● Directive: Reproduce the data below in full, substituting "marker" for every occurrence of "keypoint" and leaving everything else unchanged.

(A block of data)
──────────────────────────────

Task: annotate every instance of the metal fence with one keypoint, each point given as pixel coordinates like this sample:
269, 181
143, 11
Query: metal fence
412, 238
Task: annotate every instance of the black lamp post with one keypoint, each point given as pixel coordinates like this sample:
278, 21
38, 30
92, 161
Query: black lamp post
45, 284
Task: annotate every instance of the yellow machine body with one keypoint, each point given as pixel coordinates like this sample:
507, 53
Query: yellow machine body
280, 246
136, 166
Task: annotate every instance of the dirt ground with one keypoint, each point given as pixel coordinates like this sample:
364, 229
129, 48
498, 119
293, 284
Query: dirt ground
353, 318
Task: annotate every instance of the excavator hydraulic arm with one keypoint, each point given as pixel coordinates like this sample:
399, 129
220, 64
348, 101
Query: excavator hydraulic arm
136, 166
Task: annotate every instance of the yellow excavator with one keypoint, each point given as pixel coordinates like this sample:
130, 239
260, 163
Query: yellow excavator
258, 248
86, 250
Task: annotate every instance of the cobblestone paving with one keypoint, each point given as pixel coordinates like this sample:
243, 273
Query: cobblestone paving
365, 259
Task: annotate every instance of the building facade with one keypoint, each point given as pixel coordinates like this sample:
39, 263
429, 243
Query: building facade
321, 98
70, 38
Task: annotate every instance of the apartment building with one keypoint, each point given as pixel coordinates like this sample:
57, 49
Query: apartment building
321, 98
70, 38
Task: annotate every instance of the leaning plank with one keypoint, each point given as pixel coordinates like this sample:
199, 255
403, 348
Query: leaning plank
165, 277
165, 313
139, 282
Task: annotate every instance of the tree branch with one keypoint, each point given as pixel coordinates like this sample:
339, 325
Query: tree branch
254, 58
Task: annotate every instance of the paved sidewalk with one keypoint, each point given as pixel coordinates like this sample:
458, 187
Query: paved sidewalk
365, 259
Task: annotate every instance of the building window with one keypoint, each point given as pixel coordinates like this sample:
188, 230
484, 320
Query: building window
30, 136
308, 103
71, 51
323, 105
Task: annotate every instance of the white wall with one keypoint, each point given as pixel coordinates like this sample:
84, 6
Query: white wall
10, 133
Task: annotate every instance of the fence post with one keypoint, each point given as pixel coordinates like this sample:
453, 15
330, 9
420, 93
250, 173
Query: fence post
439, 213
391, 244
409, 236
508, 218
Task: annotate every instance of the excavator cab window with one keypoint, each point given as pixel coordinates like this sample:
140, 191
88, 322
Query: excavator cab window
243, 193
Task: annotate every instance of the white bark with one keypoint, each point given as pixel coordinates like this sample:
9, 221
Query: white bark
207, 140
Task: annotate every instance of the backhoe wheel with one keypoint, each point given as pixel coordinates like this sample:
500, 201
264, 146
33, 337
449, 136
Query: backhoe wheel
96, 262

──────────────────────────────

● The answer:
Task: annotate every instance of the metal fence with one marker, each point given as pixel coordinates like this sample:
269, 181
143, 11
Query: metal fence
412, 238
Task: annotate every instance of the black lamp post with one marker, each point given as pixel coordinates like this sample:
278, 21
38, 30
92, 161
Query: black lamp post
45, 284
Task: annotate every instance of the yellow machine body with one marker, each point given as pixel coordinates like this sample:
507, 53
Query: yellow machine body
280, 246
136, 166
Task: annotate every instance of the dirt ground with one marker, each point given as pixel coordinates like this sample:
364, 229
129, 48
498, 119
293, 284
Query: dirt ground
353, 318
Task: annotate every instance of the excavator hydraulic arm with one marker, each point given as pixel coordinates like this sample:
399, 129
220, 64
348, 101
Query: excavator hydraulic arm
136, 166
Task: annotate every instance of the yellow excavator with one marker, each point given as pixel coordinates like this sample:
130, 239
260, 163
Query: yellow excavator
258, 248
86, 250
Task: annotate every instance of the cobblestone paving with one marker, each point given as pixel coordinates like this sample:
243, 273
Query: cobblestone paving
365, 259
Task: annotate every instance of the building facade with one marker, each point given as pixel coordinates like this sample:
39, 263
429, 243
Query: building facade
321, 98
70, 38
Task: annotate every instance of the apartment building with one marker, each point given as pixel coordinates like this sample:
57, 49
Query: apartment building
321, 98
70, 38
Task: annotate every instance of the leaning plank with one marker, each point given as pixel coordinates like this sample:
199, 255
403, 348
Query: leaning plank
165, 277
165, 313
139, 282
Task: annotate every instance of the tree branch with one marker, each point given as pixel coordinates like this sample:
339, 325
Query: tree branch
254, 58
Task: annotate every instance of the paved sidewalk with one marker, each point given as pixel coordinates like this sample:
458, 187
Query: paved sidewalk
365, 259
Task: annotate every instance of the building window with one marker, each point given as pixel coordinates like this sample:
188, 230
484, 320
Query: building window
30, 136
308, 103
71, 51
323, 105
Task: annotate every instance of the white wall with one marker, each point given as pixel coordinates like this sample:
84, 6
Query: white wall
10, 133
Task: annotate every instance of the fence post with one marker, each point given as pixel coordinates like this sample:
453, 15
330, 9
420, 93
250, 173
Query: fence post
439, 213
391, 244
409, 236
508, 218
Task: annotate every instance of the excavator cab window with one marker, each point given as pixel coordinates like this sample:
140, 191
88, 322
Query: excavator cab window
243, 193
Task: annotate every instance of the white bark with one marker, each point given as pixel coordinates like this sample:
9, 221
Query: white bark
207, 140
Task: annotate every instance of the backhoe wheel with one marker, each point given as pixel coordinates like this sample:
500, 201
264, 146
33, 337
449, 136
Query: backhoe wheel
96, 262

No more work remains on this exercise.